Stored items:
— start —
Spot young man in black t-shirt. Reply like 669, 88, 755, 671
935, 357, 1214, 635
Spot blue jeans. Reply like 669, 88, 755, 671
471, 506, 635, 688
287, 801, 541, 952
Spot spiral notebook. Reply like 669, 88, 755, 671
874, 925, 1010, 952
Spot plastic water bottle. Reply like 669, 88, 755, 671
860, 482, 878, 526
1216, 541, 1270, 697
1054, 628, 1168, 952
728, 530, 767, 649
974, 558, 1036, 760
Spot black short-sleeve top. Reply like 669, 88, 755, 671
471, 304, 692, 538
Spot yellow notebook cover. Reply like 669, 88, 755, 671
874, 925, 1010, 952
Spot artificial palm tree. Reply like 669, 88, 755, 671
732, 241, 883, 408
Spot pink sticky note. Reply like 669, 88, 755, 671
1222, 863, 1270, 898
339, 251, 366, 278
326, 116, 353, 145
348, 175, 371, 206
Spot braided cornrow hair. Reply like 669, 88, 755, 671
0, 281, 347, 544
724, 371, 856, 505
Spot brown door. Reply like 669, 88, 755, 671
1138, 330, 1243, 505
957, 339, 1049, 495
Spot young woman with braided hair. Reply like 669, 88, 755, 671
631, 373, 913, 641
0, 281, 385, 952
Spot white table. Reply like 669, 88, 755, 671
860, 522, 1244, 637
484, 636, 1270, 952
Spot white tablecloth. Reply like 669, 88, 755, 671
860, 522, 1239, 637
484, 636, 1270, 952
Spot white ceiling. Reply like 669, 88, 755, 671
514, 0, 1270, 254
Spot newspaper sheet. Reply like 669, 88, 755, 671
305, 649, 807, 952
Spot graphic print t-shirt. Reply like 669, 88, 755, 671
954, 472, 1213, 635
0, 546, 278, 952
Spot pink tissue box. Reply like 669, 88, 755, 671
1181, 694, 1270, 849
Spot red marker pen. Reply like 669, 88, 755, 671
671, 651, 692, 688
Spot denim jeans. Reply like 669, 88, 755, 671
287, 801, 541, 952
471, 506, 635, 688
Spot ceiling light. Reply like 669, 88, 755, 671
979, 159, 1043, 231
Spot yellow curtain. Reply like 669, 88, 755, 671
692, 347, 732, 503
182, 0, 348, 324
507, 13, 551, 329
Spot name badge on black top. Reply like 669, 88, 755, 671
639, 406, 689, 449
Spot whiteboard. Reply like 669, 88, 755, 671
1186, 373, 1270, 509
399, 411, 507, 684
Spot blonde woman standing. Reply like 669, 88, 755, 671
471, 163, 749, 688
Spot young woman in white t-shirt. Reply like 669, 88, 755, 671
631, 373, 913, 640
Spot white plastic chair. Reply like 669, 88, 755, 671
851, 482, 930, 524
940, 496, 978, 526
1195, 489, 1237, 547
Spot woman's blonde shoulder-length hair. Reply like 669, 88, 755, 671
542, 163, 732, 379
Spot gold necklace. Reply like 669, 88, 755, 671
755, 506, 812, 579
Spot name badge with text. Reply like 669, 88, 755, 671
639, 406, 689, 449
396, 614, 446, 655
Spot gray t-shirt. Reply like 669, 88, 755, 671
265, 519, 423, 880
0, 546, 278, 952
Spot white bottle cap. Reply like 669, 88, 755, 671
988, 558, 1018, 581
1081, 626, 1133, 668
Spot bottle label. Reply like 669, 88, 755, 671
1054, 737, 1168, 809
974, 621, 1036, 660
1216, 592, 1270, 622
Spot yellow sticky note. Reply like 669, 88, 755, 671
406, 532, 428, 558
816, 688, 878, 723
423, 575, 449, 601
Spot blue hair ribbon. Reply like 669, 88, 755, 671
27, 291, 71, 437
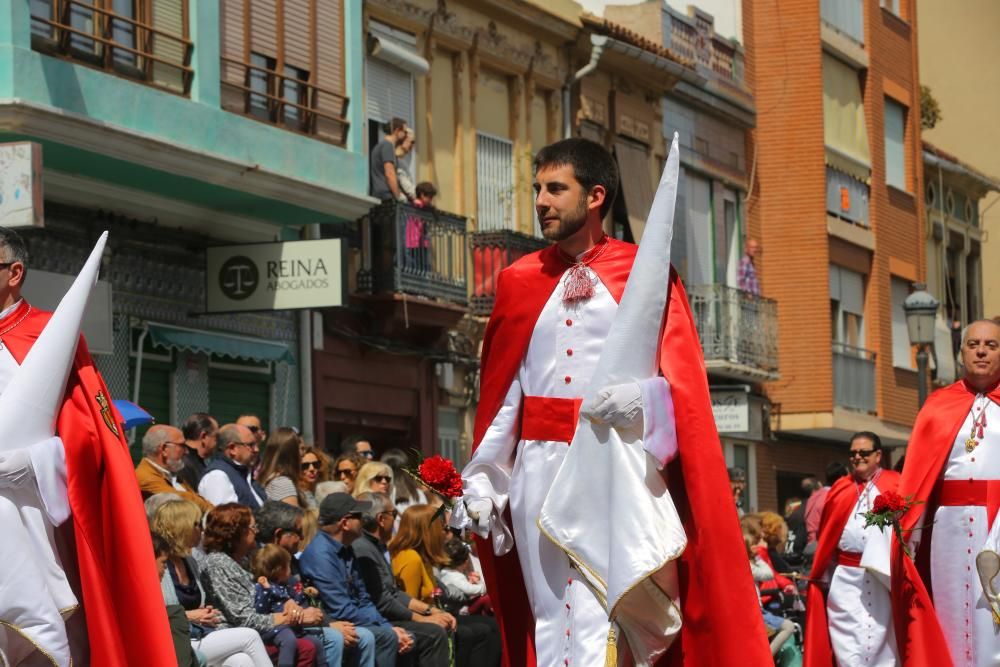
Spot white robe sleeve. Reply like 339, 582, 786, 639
28, 436, 70, 526
462, 377, 522, 555
639, 376, 677, 470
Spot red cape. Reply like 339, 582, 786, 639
892, 380, 1000, 667
0, 300, 177, 667
803, 470, 900, 667
473, 239, 772, 667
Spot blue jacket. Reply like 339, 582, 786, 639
299, 530, 392, 628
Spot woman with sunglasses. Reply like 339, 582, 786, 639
151, 496, 271, 667
333, 452, 367, 493
352, 461, 392, 498
388, 505, 501, 667
257, 426, 306, 507
299, 447, 330, 510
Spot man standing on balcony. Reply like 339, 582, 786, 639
736, 239, 760, 296
805, 431, 899, 667
892, 320, 1000, 667
453, 139, 771, 667
368, 118, 406, 201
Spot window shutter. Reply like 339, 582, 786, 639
365, 57, 414, 127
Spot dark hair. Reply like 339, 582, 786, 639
444, 537, 471, 568
150, 533, 170, 558
851, 431, 882, 452
532, 137, 619, 218
824, 461, 848, 486
250, 544, 292, 581
181, 412, 218, 440
382, 116, 406, 134
0, 227, 28, 282
416, 181, 437, 197
254, 500, 305, 544
201, 503, 253, 556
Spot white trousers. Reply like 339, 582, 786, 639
191, 628, 272, 667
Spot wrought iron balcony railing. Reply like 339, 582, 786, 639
469, 230, 549, 316
687, 285, 778, 380
358, 202, 468, 305
833, 342, 875, 413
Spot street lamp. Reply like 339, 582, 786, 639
903, 283, 940, 407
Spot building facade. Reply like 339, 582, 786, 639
0, 0, 373, 460
743, 0, 927, 507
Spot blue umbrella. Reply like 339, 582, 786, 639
112, 399, 156, 430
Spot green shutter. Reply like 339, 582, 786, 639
208, 368, 271, 430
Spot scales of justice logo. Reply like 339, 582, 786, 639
219, 255, 260, 301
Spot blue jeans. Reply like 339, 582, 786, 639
305, 627, 375, 667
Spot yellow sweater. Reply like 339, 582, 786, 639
392, 549, 434, 604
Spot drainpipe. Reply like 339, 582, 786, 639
128, 322, 149, 446
563, 34, 608, 139
299, 224, 323, 449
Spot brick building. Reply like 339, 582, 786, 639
744, 0, 926, 508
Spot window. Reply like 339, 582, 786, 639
476, 132, 517, 232
830, 265, 865, 349
884, 97, 907, 190
890, 276, 913, 368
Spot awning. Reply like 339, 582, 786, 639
146, 322, 295, 364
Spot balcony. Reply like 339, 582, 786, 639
221, 55, 350, 146
31, 0, 194, 95
688, 285, 779, 382
833, 342, 875, 414
358, 202, 468, 306
469, 230, 549, 317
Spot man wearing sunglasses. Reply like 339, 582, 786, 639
805, 431, 899, 667
892, 320, 1000, 667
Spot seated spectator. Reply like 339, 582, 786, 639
257, 426, 306, 507
413, 181, 437, 209
333, 452, 368, 493
152, 500, 271, 667
177, 412, 219, 489
201, 506, 323, 667
389, 505, 501, 667
299, 493, 413, 667
353, 461, 393, 498
198, 424, 267, 510
379, 448, 427, 512
352, 493, 455, 665
253, 544, 328, 667
438, 537, 490, 614
299, 447, 330, 511
135, 424, 212, 511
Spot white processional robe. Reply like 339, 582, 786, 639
463, 269, 673, 667
826, 482, 899, 667
930, 395, 1000, 667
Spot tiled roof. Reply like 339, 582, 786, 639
580, 12, 693, 67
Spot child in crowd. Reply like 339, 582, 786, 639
252, 544, 326, 667
438, 537, 493, 614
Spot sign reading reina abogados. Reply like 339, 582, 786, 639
205, 239, 344, 313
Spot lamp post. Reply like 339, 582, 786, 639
903, 283, 940, 408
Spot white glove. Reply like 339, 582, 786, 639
588, 382, 642, 429
0, 447, 35, 489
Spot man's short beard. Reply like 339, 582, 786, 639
542, 197, 587, 242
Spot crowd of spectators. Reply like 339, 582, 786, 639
136, 413, 501, 667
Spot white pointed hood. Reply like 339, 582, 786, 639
0, 232, 108, 451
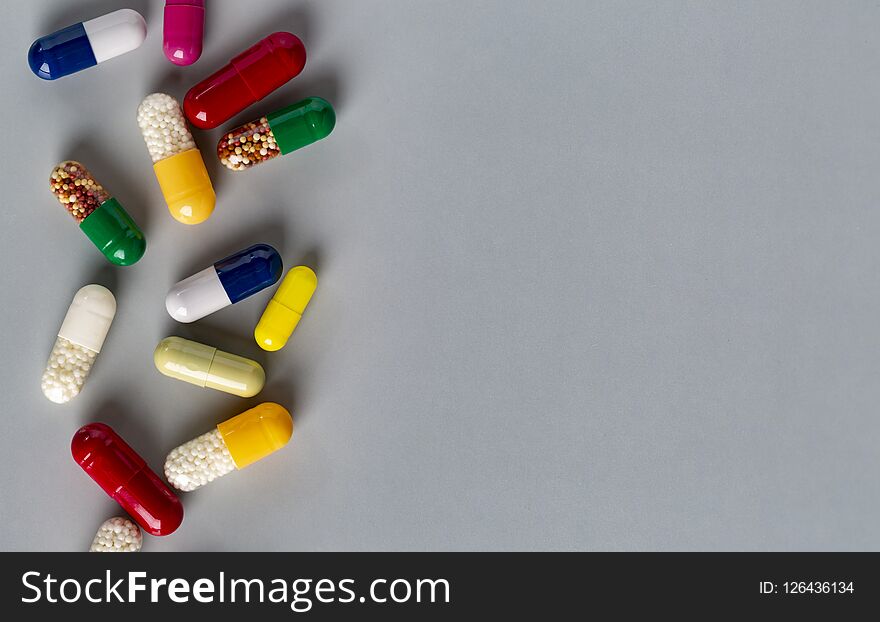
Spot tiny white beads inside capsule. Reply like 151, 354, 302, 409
41, 337, 98, 404
89, 516, 143, 553
165, 428, 235, 492
137, 93, 196, 164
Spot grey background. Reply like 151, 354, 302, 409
0, 0, 880, 551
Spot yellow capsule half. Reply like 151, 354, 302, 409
153, 337, 266, 397
254, 266, 318, 352
153, 149, 217, 225
217, 402, 293, 469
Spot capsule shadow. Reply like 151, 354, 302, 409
287, 246, 323, 274
199, 3, 314, 71
258, 373, 300, 426
63, 138, 152, 238
169, 218, 288, 280
82, 262, 119, 301
81, 398, 167, 473
163, 320, 268, 376
254, 67, 345, 128
34, 0, 150, 34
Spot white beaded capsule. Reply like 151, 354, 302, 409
137, 93, 217, 225
89, 516, 144, 553
138, 93, 196, 164
41, 285, 116, 404
165, 402, 293, 492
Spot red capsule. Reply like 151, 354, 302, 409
183, 32, 306, 130
70, 423, 183, 536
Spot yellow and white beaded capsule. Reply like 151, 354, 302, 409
89, 516, 144, 553
165, 402, 293, 492
42, 284, 116, 404
137, 93, 216, 225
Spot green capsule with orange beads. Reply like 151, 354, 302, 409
49, 160, 147, 266
217, 97, 336, 171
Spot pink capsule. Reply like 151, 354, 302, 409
162, 0, 205, 65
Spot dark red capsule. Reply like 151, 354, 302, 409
70, 423, 183, 536
183, 32, 306, 130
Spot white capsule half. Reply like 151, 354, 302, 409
82, 9, 147, 63
165, 266, 232, 324
89, 516, 144, 553
42, 284, 116, 404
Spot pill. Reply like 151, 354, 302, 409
28, 9, 147, 80
165, 402, 293, 492
138, 93, 216, 225
89, 516, 144, 553
70, 423, 183, 536
153, 337, 266, 397
183, 32, 306, 130
165, 244, 282, 323
162, 0, 205, 65
49, 160, 147, 266
217, 97, 336, 171
254, 266, 318, 352
42, 285, 116, 404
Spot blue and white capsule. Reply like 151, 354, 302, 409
165, 244, 282, 324
28, 9, 147, 80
— end —
### [What the task asks]
Copy the records word for word, starting at the line containing "Spot white beaded" and continuing through the last line of the records, with both of those lines included.

### [Written reply]
Spot white beaded capsule. Reply like 151, 354, 302, 409
137, 93, 217, 225
89, 516, 144, 553
138, 93, 196, 164
41, 285, 116, 404
165, 402, 293, 492
Spot red capsule. Reply like 151, 354, 302, 409
183, 32, 306, 130
70, 423, 183, 536
Spot yellow and white beaded capsule. Reply like 151, 354, 302, 409
89, 516, 144, 553
165, 402, 293, 492
42, 284, 116, 404
137, 93, 216, 225
Spot green capsule with orange beads. Reply like 151, 354, 302, 409
49, 160, 147, 266
217, 97, 336, 171
Spot pink capsule. Reply like 151, 354, 302, 409
162, 0, 205, 65
Spot dark red capsule. Reply like 151, 354, 302, 409
70, 423, 183, 536
183, 32, 306, 130
Spot white capsule half. Reply like 151, 354, 302, 409
82, 9, 147, 63
165, 266, 232, 324
89, 516, 144, 553
42, 284, 116, 404
Spot pill. Reply like 151, 354, 302, 409
28, 9, 147, 80
165, 402, 293, 492
138, 93, 216, 225
89, 516, 144, 553
70, 423, 183, 536
153, 337, 266, 397
183, 32, 306, 130
165, 244, 282, 323
162, 0, 205, 65
49, 160, 147, 266
217, 97, 336, 171
254, 266, 318, 352
42, 285, 116, 404
Spot blue and white capsule. Reply like 151, 354, 302, 409
165, 244, 282, 324
28, 9, 147, 80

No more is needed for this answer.